# [Your goal]
Count the lines in the source records below that contain the string "metal", treating case as significant. Give only the number.
Start The records
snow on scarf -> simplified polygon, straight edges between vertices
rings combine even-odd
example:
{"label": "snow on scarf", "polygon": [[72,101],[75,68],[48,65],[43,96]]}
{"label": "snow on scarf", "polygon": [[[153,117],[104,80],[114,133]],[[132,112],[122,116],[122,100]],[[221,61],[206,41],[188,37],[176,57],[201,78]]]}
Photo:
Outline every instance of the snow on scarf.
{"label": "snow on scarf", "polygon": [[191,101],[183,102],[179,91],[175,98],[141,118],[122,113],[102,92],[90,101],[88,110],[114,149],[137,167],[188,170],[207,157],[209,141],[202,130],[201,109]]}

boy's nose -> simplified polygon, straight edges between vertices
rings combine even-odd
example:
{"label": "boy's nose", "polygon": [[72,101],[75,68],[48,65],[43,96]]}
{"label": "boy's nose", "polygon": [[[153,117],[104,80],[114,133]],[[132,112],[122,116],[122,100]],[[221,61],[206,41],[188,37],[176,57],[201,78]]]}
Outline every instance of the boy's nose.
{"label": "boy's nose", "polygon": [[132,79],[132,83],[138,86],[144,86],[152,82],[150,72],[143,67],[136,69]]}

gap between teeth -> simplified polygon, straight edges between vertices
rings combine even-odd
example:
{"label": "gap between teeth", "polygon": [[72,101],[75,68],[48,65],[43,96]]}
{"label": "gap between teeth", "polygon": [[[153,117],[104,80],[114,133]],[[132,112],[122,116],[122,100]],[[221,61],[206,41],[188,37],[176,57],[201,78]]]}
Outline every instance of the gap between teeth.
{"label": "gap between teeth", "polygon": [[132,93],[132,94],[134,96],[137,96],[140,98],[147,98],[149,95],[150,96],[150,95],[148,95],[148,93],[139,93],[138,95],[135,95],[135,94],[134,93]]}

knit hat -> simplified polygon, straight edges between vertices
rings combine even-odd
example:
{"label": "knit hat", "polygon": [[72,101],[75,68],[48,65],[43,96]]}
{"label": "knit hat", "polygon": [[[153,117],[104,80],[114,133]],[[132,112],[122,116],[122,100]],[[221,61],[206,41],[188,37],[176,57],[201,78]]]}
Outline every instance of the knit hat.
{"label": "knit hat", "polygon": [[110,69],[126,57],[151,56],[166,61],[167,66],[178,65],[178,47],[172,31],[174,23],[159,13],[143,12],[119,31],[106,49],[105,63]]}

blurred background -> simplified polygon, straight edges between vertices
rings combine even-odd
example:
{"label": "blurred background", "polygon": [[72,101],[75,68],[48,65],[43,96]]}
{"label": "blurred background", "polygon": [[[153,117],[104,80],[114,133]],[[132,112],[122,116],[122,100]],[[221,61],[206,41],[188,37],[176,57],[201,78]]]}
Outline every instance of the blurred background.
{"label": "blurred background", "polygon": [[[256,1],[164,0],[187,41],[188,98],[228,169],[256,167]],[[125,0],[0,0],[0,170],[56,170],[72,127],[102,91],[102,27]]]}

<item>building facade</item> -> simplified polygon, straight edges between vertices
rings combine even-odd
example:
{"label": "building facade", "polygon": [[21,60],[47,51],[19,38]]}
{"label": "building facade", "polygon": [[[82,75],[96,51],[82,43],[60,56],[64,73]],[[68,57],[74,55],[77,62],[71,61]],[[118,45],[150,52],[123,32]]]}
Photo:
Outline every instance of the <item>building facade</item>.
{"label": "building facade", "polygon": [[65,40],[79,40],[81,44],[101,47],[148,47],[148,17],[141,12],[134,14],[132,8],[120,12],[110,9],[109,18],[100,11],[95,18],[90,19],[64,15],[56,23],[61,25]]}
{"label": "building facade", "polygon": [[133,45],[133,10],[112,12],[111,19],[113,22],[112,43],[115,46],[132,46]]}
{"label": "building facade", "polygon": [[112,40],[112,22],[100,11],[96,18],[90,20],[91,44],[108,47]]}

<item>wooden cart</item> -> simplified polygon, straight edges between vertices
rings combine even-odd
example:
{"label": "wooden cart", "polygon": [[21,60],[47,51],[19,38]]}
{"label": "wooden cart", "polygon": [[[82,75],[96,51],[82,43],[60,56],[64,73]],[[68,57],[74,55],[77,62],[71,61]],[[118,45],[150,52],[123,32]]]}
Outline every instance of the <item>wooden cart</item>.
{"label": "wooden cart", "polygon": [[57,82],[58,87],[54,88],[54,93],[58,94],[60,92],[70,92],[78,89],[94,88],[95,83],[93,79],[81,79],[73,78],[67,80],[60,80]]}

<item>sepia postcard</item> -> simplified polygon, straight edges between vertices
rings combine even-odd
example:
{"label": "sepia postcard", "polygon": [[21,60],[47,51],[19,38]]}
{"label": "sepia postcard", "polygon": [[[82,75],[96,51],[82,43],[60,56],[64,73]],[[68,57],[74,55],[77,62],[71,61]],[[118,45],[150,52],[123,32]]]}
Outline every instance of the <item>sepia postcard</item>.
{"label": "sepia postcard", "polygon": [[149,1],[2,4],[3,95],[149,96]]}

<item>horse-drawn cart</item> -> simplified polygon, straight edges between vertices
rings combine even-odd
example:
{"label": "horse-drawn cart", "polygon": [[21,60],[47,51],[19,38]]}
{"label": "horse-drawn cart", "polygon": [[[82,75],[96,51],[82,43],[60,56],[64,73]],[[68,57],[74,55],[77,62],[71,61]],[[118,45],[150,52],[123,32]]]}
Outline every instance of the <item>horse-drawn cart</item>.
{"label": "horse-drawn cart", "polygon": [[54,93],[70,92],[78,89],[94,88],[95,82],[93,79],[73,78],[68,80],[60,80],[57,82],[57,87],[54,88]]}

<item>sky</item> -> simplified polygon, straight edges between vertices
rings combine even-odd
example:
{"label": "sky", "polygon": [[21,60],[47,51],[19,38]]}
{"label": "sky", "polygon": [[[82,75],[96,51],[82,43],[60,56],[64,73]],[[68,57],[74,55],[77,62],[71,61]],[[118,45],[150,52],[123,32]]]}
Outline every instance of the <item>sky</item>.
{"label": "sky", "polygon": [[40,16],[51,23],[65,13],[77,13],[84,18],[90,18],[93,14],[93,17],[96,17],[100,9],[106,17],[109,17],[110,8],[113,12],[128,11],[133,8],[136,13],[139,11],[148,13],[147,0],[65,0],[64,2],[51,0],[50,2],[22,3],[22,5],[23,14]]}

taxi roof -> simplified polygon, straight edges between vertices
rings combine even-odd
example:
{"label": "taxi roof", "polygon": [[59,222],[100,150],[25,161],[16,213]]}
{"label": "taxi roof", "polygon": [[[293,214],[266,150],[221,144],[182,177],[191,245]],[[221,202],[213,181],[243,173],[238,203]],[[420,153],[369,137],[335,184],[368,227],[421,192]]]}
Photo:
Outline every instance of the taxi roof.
End The records
Start The records
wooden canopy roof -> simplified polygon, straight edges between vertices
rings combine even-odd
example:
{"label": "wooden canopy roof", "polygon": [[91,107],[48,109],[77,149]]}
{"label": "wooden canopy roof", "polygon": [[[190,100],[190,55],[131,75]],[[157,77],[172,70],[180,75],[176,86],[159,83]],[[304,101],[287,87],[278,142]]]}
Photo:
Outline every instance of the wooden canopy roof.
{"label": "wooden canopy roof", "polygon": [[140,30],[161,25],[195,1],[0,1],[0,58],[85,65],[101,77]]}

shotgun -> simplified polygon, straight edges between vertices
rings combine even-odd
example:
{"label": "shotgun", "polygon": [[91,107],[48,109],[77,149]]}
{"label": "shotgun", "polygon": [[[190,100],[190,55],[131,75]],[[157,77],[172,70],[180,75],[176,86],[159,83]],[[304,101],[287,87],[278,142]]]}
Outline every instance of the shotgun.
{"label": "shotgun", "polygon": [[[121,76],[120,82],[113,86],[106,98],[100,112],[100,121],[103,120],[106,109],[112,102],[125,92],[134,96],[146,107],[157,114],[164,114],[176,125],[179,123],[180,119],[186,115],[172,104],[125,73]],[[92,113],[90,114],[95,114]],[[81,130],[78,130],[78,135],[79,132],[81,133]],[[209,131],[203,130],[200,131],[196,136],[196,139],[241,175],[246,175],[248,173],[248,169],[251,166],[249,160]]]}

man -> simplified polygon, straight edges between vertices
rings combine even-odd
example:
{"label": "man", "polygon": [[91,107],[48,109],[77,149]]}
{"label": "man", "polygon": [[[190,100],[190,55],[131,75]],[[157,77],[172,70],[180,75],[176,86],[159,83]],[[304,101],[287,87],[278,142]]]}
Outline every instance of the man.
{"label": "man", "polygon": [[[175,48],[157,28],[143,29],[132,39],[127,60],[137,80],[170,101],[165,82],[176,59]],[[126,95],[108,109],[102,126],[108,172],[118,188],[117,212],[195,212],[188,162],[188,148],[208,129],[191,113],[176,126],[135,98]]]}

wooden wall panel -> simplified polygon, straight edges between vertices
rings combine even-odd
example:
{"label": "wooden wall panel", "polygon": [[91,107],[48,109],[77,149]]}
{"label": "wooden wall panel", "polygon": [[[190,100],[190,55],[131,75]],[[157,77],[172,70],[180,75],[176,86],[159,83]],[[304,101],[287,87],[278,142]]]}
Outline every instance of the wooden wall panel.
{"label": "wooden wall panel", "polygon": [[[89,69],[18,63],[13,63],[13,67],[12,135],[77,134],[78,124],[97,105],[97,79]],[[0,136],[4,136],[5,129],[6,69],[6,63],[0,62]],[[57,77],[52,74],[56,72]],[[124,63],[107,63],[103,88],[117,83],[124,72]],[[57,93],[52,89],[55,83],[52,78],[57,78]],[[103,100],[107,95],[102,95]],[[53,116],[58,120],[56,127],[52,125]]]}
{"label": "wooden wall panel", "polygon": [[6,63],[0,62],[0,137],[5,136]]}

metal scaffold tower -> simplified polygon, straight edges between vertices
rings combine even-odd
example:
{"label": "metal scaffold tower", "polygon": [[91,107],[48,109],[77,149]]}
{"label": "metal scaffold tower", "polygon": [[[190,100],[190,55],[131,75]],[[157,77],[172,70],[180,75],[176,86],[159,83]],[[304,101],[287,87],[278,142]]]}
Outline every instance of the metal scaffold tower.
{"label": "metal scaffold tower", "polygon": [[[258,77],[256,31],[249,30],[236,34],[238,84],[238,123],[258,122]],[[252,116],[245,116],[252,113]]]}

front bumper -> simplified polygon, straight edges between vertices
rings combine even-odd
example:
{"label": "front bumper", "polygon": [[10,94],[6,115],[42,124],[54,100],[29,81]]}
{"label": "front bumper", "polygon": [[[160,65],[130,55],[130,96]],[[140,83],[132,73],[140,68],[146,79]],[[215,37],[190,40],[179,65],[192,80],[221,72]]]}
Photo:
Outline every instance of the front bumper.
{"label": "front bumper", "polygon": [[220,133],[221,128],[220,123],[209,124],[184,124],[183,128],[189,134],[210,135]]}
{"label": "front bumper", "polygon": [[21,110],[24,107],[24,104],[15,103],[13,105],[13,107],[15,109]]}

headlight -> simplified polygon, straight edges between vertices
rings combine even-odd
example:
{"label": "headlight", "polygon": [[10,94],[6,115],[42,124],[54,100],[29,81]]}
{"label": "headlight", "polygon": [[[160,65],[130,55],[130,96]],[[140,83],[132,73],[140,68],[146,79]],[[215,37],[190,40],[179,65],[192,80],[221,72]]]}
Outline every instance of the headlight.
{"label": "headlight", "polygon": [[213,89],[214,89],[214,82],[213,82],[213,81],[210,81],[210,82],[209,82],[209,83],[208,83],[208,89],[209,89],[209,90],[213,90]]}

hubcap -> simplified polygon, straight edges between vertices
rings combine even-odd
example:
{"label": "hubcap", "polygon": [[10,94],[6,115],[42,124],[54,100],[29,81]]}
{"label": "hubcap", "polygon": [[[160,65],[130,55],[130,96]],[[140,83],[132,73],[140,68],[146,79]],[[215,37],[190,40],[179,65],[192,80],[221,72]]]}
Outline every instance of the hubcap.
End The records
# [Exercise answer]
5